══ Task data
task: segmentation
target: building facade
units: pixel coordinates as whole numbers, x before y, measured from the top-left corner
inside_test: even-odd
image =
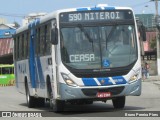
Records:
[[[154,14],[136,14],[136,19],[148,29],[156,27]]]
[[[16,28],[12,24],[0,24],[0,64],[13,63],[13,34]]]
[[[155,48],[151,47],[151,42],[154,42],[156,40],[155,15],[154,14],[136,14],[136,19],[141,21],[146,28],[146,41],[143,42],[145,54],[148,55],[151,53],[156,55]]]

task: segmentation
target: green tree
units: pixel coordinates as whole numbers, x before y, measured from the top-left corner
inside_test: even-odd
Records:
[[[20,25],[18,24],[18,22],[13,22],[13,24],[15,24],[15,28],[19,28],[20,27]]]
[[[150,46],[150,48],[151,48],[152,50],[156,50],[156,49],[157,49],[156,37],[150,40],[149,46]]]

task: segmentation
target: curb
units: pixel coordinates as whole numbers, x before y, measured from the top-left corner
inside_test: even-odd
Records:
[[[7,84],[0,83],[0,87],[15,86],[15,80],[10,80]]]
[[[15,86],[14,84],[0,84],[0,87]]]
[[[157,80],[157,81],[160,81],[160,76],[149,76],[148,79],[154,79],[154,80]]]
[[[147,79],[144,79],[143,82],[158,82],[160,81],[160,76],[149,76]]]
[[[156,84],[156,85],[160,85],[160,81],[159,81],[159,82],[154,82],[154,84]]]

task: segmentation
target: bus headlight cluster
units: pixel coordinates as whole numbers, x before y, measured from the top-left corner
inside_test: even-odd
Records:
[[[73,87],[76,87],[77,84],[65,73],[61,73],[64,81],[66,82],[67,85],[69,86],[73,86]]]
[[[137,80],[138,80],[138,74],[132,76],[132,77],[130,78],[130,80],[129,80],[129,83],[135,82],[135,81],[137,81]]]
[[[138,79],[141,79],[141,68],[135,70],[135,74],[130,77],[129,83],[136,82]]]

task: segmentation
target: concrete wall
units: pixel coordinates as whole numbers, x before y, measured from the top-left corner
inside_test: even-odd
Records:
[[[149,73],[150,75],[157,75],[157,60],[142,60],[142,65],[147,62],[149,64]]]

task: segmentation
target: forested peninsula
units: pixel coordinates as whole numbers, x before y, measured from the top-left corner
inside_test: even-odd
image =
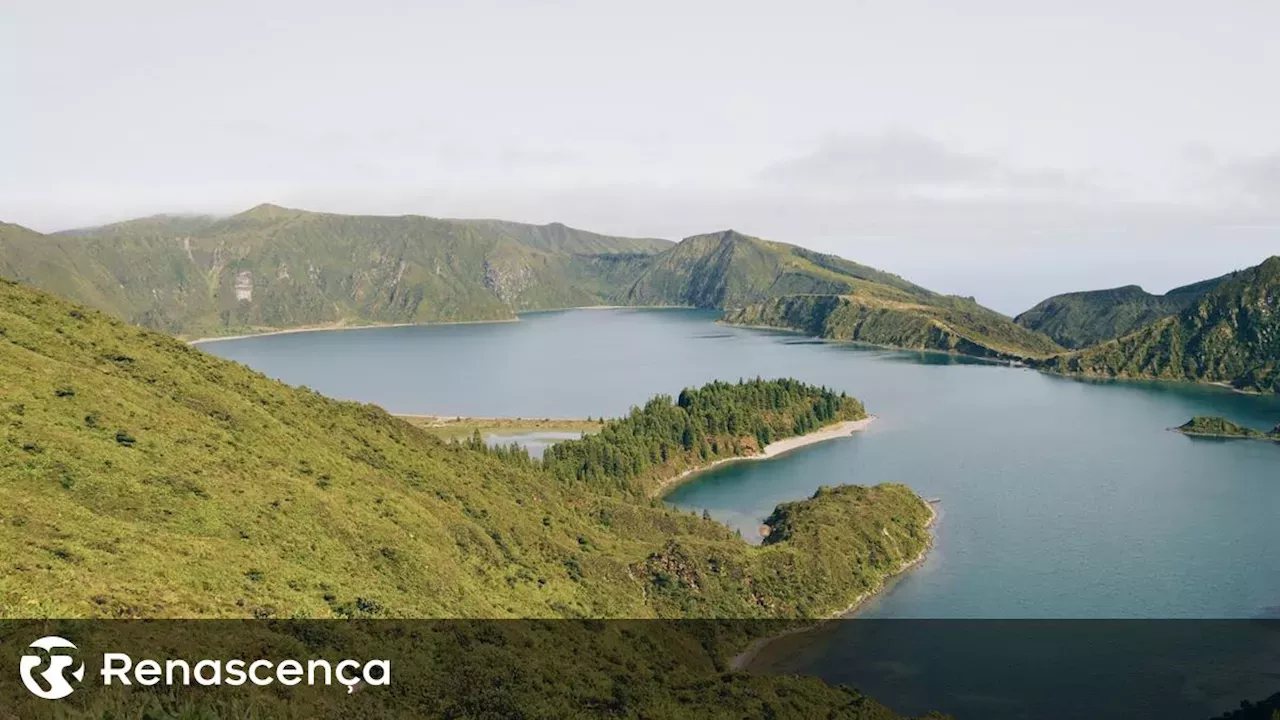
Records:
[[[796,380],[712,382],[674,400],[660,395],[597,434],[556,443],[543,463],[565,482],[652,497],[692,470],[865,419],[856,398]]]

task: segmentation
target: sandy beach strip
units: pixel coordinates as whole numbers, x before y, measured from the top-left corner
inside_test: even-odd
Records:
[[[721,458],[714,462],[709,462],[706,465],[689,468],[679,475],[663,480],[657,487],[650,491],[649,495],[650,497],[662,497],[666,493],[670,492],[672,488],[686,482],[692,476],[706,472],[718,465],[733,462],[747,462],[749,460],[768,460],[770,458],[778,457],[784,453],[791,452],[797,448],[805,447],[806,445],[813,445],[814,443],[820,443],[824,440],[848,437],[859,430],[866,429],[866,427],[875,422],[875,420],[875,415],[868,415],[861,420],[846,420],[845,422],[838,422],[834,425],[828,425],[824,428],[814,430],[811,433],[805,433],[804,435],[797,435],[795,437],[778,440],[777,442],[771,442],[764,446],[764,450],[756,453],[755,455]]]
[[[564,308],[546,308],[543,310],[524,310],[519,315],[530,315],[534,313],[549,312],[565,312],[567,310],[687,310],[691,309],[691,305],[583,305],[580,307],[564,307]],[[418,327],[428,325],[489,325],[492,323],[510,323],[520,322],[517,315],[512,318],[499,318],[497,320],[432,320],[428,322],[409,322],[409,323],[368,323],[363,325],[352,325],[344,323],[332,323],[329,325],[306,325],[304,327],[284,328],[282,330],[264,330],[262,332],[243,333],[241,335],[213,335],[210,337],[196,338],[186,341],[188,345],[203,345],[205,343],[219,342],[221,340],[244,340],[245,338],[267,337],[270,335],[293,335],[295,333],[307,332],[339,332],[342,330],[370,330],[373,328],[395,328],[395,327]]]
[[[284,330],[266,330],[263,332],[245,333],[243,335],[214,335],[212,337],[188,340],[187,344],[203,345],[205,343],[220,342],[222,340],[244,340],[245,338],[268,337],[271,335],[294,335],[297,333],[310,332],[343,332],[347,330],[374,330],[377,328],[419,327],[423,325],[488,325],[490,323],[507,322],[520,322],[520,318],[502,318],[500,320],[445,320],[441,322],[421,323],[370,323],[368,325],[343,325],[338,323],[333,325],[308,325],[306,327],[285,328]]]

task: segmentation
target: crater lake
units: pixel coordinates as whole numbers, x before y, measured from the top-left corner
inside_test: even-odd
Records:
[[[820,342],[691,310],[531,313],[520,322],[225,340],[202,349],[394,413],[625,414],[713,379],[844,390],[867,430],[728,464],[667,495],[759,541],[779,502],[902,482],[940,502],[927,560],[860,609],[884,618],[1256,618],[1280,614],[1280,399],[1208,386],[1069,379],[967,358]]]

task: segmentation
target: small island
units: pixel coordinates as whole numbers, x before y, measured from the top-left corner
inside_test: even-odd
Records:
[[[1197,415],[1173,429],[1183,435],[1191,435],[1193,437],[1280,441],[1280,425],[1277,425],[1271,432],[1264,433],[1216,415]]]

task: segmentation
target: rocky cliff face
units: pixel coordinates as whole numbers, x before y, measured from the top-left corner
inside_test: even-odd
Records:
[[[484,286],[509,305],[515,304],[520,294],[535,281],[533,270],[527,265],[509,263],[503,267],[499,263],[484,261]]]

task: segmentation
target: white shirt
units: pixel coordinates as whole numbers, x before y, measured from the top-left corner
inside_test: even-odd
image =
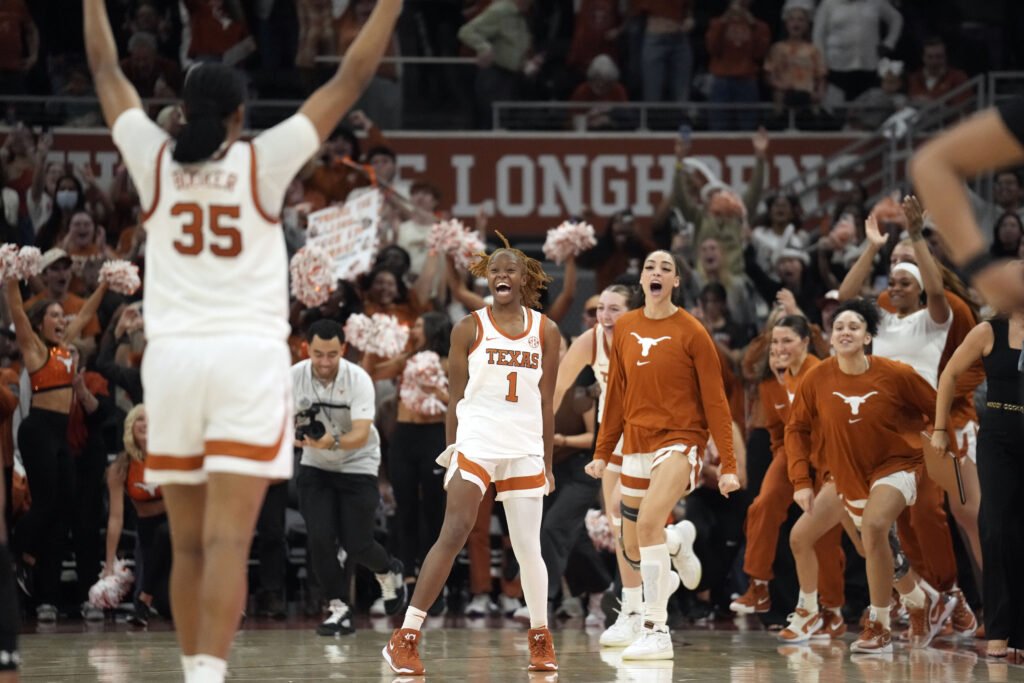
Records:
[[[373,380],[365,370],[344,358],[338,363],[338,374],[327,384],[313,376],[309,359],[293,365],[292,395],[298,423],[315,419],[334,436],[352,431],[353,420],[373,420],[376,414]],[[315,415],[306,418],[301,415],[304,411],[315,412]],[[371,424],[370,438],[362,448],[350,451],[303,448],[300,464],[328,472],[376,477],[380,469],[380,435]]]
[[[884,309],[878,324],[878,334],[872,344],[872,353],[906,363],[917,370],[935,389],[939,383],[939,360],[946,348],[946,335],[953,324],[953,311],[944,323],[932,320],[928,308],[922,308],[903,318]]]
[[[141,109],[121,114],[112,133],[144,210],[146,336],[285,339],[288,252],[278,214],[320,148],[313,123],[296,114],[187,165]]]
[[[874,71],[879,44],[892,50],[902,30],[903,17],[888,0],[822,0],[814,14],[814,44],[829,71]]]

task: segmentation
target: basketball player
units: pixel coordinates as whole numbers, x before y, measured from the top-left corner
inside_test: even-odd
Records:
════
══ Task data
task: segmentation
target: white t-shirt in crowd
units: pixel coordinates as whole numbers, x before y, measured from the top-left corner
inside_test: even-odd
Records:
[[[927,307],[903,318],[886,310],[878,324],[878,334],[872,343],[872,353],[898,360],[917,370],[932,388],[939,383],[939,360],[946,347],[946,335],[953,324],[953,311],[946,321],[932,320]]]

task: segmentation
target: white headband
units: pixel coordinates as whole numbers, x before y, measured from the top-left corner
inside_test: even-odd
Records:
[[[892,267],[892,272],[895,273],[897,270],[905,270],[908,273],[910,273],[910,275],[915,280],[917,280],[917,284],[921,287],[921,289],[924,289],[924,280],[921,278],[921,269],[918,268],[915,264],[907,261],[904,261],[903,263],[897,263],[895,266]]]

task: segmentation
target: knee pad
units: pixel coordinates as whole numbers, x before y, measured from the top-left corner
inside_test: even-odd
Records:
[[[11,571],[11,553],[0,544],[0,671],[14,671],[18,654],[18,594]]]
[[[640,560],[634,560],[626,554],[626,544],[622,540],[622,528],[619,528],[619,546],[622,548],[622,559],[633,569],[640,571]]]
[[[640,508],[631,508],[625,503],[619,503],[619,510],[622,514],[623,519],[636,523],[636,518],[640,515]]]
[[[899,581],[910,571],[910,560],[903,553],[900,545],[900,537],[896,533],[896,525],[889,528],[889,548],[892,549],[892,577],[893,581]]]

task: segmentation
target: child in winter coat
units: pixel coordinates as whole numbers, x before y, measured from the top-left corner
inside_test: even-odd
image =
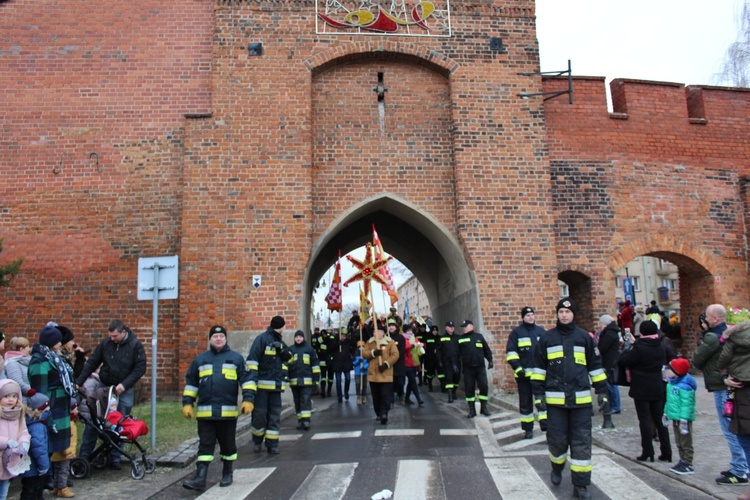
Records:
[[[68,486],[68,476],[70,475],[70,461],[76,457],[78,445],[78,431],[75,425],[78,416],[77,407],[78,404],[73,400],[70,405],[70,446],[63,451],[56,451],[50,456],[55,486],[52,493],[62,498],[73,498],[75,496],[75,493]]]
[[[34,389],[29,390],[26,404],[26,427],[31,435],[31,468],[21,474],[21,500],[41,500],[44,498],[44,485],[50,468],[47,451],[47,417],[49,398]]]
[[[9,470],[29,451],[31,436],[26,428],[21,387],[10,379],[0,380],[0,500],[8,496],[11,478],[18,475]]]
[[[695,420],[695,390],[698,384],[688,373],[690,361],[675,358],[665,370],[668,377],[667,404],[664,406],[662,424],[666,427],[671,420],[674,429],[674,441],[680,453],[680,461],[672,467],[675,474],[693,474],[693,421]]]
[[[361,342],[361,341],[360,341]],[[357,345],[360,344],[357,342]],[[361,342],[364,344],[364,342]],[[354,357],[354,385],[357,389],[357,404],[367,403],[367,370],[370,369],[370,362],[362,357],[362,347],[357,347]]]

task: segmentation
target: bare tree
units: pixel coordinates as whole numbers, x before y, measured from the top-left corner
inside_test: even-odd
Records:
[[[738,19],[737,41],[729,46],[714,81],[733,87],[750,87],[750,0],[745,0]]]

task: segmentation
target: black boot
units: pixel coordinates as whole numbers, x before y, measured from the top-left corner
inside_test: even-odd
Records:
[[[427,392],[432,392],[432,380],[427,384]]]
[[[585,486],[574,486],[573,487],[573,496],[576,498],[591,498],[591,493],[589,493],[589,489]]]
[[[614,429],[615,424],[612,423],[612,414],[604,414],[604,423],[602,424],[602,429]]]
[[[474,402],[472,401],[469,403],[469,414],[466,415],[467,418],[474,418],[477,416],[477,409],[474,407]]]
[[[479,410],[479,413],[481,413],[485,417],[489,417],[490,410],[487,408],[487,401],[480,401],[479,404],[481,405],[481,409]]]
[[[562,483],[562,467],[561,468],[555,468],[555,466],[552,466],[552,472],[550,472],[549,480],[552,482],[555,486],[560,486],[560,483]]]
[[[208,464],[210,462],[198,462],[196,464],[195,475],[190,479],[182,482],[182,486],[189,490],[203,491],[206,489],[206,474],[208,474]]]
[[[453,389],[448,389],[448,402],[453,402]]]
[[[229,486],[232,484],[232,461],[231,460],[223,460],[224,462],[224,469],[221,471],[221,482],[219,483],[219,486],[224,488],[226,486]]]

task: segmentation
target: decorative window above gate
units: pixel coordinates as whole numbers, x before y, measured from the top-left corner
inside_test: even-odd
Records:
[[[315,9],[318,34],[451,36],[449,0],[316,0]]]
════
══ Task data
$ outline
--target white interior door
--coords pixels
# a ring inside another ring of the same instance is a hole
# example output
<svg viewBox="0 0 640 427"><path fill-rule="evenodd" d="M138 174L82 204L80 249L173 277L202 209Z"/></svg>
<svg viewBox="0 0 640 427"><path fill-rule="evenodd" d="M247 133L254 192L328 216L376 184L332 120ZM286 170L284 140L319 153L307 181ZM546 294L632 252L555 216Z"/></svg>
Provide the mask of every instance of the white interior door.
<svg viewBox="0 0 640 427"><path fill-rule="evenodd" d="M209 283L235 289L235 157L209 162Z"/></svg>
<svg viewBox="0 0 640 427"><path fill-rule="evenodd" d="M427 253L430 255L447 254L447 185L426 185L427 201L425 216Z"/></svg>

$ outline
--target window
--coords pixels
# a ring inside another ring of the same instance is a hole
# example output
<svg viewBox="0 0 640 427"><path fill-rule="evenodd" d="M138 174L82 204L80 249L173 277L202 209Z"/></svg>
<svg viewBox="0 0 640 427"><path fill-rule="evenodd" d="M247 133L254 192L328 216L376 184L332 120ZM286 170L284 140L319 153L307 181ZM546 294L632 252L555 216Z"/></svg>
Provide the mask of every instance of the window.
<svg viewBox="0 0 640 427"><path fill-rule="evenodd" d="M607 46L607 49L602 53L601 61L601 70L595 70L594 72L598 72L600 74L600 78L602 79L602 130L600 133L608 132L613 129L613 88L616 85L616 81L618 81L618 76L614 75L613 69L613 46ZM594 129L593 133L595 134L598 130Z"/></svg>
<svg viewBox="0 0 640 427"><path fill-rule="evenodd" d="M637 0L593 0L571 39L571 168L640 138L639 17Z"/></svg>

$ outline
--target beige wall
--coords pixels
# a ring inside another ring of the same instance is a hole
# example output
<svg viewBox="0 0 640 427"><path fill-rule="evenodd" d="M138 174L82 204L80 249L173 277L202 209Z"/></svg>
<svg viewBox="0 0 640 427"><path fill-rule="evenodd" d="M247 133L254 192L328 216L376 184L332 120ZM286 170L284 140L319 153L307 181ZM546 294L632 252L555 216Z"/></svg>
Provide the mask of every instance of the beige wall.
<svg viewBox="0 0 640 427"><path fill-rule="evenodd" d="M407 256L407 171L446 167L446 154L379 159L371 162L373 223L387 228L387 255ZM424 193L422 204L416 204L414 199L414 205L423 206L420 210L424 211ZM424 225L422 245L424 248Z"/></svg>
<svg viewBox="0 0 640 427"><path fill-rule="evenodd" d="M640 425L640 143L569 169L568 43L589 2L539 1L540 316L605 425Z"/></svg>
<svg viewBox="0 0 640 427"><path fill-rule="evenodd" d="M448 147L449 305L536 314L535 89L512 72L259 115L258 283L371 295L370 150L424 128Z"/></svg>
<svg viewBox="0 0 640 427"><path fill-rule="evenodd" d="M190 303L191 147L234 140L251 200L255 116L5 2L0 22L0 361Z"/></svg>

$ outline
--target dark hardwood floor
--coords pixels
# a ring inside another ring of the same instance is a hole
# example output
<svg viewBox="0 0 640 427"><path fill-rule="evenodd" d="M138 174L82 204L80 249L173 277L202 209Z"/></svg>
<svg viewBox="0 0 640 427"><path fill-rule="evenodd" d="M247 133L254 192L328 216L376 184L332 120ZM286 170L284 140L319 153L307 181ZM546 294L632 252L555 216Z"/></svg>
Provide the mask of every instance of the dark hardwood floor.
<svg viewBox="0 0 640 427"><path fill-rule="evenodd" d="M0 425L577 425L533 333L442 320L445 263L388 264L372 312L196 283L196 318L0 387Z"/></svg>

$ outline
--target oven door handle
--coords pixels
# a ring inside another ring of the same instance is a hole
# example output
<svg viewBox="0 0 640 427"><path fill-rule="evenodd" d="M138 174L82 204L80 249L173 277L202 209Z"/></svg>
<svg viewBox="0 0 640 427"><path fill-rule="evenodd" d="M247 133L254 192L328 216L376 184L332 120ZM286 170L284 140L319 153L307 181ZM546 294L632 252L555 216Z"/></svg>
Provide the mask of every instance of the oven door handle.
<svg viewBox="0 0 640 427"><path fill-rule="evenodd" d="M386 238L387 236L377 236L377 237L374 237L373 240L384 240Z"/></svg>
════
Required work:
Go through the records above and, whenever a line includes the word "shirt", copy it.

Answer:
target: white shirt
target: white t-shirt in crowd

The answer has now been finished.